Task prompt =>
Locate every line in the material below that contains the word "woman", and copy each of those lines.

Records to use =>
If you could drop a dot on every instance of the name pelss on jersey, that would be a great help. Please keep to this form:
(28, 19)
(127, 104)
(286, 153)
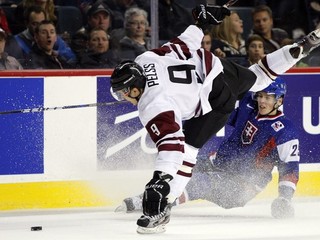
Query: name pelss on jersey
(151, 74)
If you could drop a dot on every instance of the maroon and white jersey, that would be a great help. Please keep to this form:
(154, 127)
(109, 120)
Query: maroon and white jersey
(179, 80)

...

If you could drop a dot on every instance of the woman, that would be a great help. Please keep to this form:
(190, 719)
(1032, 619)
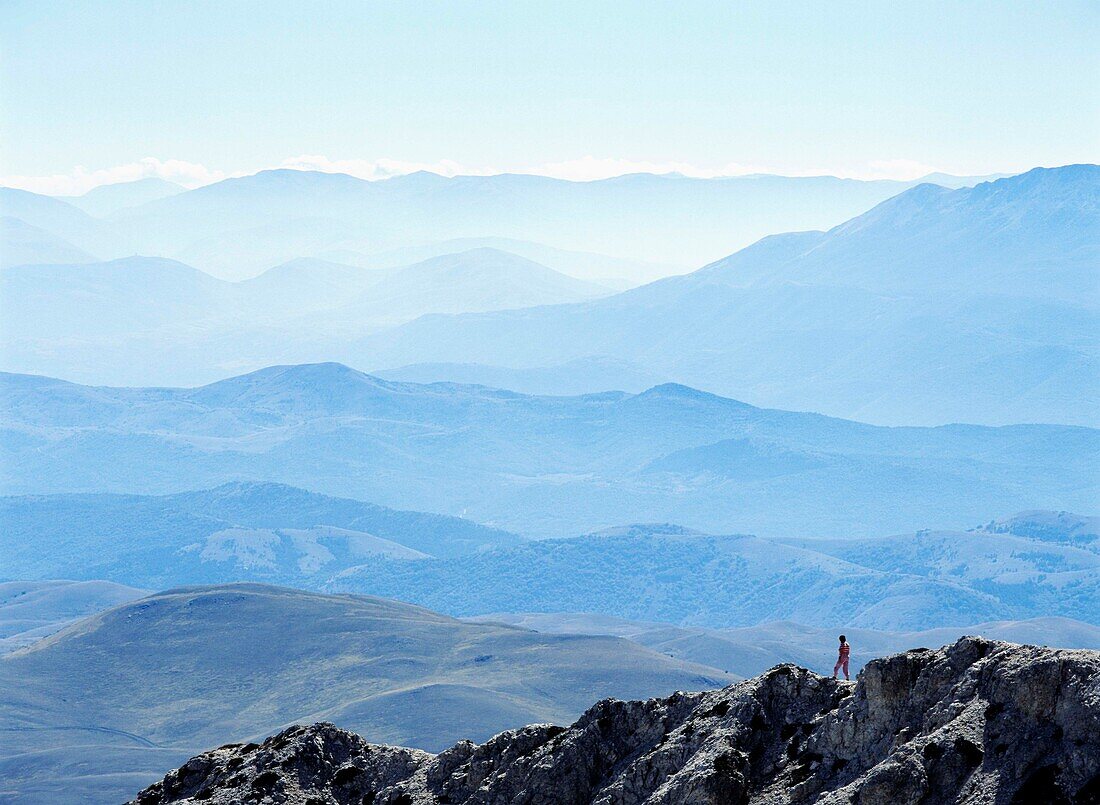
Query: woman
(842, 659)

Task answer =>
If you could drop a dot on every instance of the woman, that would be a great help. Please keep to this form:
Query: woman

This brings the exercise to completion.